### TASK DIRECTIONS
Rewrite the stretch from the start of the items through the line containing "Target: white sky", substituting "pale sky" for every "white sky" and changing nothing else.

──────── GIVEN DATA ────────

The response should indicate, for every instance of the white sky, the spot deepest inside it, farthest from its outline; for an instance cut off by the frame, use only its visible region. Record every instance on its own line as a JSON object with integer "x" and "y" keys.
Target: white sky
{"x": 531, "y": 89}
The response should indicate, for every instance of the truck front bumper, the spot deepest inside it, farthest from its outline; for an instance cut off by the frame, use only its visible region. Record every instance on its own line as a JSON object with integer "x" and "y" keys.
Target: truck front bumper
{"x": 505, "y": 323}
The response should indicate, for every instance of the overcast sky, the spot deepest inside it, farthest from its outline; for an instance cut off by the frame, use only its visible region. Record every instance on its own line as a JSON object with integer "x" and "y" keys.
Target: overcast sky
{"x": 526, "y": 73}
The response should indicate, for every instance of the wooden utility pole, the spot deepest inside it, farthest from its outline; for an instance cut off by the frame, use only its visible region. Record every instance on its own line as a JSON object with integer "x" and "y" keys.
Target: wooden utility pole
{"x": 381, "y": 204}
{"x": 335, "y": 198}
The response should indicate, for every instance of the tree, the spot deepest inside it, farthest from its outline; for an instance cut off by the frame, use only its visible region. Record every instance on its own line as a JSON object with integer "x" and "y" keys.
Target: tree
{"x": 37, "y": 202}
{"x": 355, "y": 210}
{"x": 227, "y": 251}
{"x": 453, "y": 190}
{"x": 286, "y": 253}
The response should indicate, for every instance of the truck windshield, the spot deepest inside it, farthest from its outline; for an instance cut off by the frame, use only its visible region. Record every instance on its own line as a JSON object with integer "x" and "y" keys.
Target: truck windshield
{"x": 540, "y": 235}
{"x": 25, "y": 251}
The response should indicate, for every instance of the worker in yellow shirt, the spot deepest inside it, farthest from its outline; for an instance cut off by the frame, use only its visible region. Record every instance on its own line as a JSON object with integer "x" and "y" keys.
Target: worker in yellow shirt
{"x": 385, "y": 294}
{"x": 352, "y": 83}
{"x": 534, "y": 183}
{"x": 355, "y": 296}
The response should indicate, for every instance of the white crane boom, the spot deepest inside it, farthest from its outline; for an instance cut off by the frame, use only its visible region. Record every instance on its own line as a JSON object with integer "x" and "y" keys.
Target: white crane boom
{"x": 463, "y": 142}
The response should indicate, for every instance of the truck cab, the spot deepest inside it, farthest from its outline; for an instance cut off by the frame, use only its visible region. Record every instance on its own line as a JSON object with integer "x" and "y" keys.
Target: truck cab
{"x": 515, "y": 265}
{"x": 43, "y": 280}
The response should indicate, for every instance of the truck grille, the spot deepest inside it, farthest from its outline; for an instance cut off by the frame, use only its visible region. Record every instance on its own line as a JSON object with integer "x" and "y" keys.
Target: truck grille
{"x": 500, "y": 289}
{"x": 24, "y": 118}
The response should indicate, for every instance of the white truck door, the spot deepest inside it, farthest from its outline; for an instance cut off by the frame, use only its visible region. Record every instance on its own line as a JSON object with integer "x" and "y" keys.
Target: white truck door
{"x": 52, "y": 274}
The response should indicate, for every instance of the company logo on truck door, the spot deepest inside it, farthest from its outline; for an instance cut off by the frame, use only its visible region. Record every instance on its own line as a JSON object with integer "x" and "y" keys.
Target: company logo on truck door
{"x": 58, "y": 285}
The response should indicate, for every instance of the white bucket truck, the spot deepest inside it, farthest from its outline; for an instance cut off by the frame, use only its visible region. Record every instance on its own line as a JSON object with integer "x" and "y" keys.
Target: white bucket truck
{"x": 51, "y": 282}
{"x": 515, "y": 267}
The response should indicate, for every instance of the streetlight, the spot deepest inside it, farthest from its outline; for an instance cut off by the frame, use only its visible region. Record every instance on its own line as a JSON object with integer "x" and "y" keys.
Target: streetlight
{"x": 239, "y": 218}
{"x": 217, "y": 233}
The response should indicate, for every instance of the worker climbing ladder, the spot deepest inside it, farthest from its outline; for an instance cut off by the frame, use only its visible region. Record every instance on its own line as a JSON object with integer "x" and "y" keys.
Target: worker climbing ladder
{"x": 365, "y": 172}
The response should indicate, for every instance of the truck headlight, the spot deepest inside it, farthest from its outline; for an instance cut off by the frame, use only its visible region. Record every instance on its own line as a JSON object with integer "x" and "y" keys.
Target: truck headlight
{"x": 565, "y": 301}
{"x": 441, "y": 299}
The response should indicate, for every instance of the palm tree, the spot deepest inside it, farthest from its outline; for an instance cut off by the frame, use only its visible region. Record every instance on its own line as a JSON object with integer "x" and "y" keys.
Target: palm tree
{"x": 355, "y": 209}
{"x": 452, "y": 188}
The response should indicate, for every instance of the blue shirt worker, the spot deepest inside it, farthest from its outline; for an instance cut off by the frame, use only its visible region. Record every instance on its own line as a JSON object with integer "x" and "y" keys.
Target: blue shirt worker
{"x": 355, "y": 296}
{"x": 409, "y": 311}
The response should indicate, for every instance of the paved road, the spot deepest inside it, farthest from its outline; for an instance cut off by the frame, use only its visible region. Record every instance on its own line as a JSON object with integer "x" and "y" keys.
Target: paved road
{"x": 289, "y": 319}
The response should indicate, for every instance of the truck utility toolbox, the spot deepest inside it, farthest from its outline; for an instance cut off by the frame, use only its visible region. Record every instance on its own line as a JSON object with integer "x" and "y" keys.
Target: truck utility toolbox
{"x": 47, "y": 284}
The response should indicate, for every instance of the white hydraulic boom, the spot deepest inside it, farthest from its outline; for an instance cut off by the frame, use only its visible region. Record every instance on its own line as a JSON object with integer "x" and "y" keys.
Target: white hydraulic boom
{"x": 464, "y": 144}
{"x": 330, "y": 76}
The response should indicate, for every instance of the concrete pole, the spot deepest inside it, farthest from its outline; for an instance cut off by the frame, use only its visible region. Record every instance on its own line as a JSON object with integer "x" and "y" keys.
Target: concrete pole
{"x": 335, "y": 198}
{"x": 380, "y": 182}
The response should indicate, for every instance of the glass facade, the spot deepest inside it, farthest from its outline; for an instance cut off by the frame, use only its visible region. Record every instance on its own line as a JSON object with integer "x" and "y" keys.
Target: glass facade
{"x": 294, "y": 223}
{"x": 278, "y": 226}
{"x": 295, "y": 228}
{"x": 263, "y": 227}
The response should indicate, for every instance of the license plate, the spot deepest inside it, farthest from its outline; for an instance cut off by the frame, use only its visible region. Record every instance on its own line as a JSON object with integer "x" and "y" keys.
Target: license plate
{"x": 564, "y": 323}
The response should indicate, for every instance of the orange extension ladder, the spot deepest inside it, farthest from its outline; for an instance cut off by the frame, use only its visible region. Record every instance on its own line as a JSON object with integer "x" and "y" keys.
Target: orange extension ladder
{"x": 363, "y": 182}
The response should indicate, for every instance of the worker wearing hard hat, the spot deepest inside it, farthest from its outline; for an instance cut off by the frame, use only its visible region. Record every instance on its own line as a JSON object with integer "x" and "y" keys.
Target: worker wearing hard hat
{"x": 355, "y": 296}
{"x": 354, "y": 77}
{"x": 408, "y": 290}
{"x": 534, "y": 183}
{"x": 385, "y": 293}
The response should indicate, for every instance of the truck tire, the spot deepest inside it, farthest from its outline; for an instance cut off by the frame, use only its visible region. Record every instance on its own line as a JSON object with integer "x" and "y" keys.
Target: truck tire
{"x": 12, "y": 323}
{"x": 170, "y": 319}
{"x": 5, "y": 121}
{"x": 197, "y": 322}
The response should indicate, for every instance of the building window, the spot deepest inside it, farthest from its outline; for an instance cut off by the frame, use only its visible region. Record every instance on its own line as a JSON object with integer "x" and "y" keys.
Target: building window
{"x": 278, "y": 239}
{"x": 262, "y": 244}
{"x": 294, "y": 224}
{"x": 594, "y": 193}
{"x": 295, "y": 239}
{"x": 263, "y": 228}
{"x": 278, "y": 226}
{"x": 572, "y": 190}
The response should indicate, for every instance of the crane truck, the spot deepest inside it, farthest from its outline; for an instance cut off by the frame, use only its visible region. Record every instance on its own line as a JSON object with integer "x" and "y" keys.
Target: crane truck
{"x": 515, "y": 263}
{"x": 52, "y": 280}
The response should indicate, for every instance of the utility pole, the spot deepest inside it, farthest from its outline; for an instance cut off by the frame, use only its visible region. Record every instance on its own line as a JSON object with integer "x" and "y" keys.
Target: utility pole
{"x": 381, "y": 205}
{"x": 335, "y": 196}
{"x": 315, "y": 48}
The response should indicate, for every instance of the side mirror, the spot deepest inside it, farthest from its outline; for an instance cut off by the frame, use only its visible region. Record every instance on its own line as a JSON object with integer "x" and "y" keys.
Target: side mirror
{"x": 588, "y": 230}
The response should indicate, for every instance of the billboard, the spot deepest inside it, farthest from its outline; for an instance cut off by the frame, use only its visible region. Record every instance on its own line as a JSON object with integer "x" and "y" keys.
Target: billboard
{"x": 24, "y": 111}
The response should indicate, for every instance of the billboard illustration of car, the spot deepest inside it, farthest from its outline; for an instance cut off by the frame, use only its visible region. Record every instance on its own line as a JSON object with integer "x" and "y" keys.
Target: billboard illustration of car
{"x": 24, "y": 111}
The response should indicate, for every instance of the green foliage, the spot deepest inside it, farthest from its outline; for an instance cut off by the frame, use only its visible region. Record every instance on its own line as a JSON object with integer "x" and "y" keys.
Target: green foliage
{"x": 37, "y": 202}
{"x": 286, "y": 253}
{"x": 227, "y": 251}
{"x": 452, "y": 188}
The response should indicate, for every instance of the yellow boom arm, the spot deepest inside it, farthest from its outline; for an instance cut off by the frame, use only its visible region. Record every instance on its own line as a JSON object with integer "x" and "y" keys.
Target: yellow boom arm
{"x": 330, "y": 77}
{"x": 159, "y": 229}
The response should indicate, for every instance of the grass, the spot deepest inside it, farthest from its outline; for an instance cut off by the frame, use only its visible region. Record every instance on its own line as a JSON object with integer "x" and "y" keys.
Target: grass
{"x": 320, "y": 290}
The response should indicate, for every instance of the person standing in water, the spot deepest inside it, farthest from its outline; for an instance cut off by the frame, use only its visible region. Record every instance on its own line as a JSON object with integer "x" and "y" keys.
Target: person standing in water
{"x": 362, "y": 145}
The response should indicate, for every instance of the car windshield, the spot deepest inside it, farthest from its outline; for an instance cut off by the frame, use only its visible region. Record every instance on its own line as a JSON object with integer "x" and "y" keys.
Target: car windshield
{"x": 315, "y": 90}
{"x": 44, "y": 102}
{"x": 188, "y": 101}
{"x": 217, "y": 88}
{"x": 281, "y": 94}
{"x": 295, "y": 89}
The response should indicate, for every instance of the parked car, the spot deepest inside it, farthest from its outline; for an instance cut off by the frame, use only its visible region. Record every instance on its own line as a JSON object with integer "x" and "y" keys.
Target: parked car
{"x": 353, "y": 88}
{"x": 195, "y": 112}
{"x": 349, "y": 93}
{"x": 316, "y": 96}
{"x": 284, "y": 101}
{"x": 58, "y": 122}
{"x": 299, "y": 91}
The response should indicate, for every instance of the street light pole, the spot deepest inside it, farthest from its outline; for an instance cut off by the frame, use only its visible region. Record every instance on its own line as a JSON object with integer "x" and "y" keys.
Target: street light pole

────────

### COMPLETE OUTPUT
The response should indicate, for every instance of the pale sky, the spot deepest inside it, farthest from its outline; for an instance cut off by the frame, use only its visible region. Record every instance on its own line as a JSON object with integer "x" and "y" keys.
Target: pale sky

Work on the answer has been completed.